Excerpts from segmentation records:
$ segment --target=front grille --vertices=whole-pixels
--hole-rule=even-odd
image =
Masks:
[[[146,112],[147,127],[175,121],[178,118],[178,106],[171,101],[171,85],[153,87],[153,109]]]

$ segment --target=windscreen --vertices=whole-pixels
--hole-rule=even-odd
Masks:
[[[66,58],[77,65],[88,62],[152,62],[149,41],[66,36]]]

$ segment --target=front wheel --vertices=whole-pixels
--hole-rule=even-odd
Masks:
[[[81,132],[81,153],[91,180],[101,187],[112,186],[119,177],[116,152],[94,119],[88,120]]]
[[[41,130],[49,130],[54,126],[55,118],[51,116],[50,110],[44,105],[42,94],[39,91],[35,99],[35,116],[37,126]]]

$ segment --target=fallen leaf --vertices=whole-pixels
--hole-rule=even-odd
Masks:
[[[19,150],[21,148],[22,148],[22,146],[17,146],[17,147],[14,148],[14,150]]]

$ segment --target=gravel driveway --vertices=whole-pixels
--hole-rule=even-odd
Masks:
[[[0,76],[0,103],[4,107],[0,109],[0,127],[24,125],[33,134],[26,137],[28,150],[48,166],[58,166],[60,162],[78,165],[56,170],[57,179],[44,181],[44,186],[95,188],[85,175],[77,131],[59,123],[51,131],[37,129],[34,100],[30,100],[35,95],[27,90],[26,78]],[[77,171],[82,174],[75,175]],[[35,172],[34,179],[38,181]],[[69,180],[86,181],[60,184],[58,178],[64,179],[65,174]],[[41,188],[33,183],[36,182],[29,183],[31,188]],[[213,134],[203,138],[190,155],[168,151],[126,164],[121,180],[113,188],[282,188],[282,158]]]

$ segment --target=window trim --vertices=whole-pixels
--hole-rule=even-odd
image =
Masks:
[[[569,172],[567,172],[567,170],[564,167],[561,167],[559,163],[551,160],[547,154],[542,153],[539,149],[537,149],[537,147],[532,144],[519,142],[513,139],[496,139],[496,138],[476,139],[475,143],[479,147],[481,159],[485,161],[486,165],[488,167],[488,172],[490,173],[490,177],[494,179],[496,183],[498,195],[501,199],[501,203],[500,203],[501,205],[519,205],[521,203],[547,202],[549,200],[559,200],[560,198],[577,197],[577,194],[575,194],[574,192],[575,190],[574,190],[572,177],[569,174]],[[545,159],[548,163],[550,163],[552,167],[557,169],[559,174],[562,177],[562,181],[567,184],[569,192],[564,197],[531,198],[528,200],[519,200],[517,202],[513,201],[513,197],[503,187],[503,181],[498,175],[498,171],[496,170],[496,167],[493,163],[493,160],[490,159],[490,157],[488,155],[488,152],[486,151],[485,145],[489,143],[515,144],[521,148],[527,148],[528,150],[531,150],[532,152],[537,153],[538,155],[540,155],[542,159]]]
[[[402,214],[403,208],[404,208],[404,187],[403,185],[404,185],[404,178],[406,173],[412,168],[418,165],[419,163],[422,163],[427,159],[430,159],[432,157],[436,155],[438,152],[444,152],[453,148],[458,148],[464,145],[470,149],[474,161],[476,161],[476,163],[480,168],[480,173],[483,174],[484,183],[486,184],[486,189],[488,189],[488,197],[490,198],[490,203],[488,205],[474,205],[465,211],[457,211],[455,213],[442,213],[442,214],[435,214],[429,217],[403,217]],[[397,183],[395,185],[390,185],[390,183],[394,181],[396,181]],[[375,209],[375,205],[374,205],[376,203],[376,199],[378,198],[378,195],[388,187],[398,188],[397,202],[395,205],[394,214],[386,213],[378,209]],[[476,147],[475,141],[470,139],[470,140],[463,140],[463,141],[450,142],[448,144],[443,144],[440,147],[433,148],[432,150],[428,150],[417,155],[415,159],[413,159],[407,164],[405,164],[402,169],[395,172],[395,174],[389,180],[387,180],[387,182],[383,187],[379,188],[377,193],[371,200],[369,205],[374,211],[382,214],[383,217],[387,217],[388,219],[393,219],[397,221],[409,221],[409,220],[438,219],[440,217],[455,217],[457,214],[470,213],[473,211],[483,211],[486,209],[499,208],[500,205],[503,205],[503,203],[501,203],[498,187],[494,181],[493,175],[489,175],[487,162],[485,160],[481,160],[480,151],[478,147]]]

▶ [Goal] Collect every line of the data above that contains the string "front".

▶ [Exercise result]
$ segment --target=front grille --vertices=whole-pixels
$ segment --target=front wheel --vertices=whole-pixels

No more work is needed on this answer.